* start *

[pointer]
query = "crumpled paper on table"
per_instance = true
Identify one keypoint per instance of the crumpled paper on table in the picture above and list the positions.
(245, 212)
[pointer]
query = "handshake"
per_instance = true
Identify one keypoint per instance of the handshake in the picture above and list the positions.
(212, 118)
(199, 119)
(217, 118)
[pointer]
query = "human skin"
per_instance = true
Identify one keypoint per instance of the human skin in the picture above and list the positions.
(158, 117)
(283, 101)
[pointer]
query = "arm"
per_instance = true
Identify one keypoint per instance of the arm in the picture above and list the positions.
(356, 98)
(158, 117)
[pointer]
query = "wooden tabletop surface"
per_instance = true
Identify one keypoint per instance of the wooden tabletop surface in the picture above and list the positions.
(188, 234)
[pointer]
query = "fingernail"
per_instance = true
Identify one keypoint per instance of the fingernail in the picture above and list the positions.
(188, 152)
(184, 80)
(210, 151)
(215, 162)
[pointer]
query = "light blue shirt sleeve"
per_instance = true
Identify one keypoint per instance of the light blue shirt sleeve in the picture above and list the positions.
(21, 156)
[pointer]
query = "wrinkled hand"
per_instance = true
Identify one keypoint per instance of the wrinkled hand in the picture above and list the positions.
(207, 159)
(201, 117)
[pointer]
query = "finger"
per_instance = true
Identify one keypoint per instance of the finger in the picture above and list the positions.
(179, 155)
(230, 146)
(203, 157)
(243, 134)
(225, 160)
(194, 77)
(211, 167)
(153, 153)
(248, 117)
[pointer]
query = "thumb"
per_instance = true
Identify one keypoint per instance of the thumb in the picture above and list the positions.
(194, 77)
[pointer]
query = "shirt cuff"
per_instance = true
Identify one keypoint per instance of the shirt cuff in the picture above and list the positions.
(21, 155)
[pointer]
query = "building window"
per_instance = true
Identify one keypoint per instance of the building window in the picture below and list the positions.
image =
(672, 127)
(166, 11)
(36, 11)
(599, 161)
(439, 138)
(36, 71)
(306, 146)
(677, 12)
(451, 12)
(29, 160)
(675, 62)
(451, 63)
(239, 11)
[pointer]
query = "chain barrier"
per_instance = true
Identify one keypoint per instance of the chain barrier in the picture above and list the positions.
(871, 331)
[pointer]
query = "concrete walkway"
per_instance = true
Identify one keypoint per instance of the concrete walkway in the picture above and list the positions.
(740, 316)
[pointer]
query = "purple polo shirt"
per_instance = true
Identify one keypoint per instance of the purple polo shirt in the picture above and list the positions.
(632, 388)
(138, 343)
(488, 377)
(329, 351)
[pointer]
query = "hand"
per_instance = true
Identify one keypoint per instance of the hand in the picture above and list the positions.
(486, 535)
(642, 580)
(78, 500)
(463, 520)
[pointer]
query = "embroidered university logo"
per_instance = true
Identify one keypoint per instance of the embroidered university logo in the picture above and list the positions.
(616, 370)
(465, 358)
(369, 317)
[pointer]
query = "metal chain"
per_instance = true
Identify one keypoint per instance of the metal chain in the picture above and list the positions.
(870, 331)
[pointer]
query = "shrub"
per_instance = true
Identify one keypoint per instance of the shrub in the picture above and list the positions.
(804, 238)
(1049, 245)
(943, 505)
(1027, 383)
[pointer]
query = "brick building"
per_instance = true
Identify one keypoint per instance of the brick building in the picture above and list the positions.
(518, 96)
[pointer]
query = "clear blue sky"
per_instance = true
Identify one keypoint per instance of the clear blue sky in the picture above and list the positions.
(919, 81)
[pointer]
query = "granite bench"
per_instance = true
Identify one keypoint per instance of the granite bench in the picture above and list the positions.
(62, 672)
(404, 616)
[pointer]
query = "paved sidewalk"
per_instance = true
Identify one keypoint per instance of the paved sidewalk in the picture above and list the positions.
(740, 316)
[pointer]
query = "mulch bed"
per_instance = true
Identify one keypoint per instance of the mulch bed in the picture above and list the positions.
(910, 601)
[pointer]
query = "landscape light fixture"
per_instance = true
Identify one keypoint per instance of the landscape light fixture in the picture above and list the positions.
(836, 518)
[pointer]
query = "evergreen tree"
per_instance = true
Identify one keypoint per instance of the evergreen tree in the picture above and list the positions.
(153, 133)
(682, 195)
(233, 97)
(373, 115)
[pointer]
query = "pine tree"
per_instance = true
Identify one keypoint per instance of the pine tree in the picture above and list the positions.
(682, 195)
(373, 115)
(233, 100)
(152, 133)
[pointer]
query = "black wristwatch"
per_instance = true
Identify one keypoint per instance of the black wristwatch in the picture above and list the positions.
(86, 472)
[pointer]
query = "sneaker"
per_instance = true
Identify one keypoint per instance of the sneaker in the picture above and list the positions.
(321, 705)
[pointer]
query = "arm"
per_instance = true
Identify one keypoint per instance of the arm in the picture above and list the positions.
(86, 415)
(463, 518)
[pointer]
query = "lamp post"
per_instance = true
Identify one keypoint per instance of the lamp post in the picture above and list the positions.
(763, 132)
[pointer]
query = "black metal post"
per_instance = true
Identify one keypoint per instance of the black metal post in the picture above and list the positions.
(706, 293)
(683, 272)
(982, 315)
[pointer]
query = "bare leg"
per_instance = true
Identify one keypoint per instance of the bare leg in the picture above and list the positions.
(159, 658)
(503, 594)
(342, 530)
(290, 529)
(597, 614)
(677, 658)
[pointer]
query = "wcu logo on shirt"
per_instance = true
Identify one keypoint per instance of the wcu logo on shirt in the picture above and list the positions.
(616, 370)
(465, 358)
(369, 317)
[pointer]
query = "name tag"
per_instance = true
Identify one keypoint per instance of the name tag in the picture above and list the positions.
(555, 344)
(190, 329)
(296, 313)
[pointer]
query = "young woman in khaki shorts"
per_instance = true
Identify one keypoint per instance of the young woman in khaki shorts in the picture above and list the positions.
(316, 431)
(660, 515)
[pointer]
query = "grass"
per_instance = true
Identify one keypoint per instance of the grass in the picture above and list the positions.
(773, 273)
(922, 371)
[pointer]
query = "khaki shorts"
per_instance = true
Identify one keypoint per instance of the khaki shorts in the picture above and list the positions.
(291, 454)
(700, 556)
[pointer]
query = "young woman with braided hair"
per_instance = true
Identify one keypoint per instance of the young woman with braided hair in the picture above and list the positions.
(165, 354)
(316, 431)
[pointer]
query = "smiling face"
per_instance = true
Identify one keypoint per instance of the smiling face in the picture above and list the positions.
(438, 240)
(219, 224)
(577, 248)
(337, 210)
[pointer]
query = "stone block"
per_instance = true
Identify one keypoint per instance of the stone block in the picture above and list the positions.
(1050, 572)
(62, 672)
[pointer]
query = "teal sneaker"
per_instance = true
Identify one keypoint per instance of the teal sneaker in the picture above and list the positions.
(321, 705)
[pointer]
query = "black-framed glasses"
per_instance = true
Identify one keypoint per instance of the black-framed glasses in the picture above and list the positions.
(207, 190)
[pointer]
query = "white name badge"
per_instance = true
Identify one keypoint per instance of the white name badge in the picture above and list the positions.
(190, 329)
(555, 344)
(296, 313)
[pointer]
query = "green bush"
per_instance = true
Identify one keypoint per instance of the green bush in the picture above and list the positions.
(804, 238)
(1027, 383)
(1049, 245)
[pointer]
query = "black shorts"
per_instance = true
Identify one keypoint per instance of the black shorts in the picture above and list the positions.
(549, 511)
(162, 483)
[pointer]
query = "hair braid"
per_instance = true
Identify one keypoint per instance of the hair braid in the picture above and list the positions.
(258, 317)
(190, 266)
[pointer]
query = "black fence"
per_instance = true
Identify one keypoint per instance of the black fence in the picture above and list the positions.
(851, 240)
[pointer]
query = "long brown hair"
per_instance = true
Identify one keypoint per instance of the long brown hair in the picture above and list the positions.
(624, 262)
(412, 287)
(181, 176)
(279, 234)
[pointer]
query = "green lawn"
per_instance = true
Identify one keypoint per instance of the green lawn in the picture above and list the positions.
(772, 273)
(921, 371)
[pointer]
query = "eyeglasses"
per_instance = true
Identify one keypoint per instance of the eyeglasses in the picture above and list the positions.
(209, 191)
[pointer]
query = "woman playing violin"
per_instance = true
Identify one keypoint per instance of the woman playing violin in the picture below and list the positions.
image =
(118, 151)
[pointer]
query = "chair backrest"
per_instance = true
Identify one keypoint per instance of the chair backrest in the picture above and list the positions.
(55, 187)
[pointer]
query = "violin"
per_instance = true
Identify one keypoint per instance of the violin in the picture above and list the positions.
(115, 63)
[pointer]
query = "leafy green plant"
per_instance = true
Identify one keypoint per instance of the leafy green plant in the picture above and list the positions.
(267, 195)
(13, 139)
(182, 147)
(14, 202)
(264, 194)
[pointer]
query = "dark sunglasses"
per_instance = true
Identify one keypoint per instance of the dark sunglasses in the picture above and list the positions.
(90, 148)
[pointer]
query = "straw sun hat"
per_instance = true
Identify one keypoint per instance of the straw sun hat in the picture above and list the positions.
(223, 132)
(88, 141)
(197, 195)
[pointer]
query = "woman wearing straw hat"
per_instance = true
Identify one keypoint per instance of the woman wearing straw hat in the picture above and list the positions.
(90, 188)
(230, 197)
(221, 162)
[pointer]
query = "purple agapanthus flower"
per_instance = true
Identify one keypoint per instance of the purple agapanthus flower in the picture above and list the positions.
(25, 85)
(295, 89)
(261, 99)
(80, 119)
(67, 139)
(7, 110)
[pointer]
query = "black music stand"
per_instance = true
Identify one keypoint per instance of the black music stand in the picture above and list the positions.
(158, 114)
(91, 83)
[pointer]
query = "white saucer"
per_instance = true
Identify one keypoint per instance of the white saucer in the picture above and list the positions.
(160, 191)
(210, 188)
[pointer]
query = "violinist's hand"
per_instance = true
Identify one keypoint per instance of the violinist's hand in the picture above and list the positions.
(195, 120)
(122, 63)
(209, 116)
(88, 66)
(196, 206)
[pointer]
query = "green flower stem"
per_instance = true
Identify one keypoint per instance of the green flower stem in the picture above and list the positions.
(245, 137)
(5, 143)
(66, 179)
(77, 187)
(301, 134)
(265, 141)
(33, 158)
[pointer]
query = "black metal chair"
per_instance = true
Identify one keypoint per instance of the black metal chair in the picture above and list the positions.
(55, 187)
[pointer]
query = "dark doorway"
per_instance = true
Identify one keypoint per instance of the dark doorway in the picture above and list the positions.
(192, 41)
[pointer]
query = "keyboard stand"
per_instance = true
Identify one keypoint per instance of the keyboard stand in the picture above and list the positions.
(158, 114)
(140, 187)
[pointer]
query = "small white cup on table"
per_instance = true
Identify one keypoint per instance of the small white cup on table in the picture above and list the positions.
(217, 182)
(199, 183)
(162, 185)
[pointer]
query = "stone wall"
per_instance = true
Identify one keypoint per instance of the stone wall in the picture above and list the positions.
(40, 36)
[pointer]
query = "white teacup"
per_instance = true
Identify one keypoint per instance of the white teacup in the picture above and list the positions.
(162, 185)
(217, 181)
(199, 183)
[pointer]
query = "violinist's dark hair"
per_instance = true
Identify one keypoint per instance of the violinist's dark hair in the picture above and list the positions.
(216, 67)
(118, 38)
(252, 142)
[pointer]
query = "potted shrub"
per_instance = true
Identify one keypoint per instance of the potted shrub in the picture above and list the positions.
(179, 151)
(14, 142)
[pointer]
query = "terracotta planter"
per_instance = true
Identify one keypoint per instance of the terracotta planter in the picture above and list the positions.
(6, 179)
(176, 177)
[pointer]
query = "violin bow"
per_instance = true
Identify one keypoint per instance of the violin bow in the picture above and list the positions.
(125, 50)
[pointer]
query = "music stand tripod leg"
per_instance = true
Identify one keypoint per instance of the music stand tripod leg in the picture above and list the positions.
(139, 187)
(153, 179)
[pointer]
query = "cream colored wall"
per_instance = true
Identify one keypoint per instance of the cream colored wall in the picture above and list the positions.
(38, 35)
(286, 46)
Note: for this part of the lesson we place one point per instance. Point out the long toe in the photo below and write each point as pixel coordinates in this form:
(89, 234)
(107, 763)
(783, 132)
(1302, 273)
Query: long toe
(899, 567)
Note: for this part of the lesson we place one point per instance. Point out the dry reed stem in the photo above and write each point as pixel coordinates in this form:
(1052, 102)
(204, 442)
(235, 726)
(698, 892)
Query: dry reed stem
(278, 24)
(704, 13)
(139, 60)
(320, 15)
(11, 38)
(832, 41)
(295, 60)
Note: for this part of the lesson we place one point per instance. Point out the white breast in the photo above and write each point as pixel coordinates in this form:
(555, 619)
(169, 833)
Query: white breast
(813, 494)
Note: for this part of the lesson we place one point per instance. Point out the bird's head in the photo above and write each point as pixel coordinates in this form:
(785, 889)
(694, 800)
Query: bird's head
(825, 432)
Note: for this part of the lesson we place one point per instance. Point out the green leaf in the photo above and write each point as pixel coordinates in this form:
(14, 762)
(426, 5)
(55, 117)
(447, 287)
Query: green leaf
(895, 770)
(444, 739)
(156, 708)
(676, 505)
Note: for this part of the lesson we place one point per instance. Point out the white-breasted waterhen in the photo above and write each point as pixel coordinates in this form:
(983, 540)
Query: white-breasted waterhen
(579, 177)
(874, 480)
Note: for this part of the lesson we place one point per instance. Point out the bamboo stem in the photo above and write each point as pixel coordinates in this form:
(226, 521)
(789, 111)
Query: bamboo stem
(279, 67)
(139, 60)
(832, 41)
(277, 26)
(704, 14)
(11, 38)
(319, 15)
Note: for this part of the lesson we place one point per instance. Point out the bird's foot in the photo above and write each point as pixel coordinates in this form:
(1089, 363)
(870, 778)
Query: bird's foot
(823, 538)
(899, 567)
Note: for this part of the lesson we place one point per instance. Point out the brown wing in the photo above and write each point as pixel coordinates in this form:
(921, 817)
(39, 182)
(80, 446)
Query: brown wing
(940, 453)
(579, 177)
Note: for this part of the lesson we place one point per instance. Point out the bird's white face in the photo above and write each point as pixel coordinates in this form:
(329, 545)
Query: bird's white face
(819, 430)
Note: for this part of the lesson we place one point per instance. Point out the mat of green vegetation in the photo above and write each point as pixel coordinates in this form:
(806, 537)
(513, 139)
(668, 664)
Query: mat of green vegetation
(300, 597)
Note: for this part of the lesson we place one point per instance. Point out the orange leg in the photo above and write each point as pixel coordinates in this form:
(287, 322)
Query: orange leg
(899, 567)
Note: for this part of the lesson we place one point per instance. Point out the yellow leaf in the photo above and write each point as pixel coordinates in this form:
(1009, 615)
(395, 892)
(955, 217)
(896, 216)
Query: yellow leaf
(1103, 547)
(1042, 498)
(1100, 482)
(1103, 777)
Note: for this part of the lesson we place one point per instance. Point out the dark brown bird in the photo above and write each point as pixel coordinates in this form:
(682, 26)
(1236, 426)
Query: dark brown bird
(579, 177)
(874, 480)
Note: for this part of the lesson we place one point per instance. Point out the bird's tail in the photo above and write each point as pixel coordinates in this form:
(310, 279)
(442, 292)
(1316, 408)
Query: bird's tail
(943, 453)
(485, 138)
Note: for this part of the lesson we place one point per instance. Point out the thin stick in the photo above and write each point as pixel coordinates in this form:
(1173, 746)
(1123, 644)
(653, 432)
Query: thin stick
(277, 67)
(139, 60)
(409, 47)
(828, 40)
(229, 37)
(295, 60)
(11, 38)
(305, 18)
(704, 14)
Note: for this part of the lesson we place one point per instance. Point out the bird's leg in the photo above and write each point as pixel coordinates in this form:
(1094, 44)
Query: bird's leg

* end *

→ **Set problem**: Please copy the material again from the line that has "out the dark" through the end of the material, scaling every answer coordinate by 2.2 and rounding each result to a whole number, with halves rounded up. Keep all other lines and numbers unchanged.

→ **Answer to this problem**:
Note: for this part of the lesson we place one point per instance. Point out the dark brown bird in the photo above and write each point as pixel coordinates in this form:
(682, 26)
(1236, 426)
Query: dark brown bird
(1274, 389)
(1923, 1056)
Note: for this part of the lesson we place one point per instance. Point out the bird's tail in the photo above and write each point as pixel coordinates in this form:
(310, 279)
(442, 292)
(1316, 408)
Query: bird's tail
(2075, 997)
(1067, 304)
Note: for this part of the lesson we place one point per instance. Point out the thin stick in the photo above and write each point as pixel coordinates in this form:
(1173, 746)
(1123, 644)
(653, 432)
Query: thin stick
(609, 147)
(306, 132)
(900, 103)
(1822, 88)
(504, 81)
(649, 132)
(24, 84)
(671, 40)
(1549, 31)
Note: for this part of the lesson we place one point per instance. Point out the bird's leg in the photo above and write each point as pixel coordinates in this form:
(1094, 44)
Query: bird's leg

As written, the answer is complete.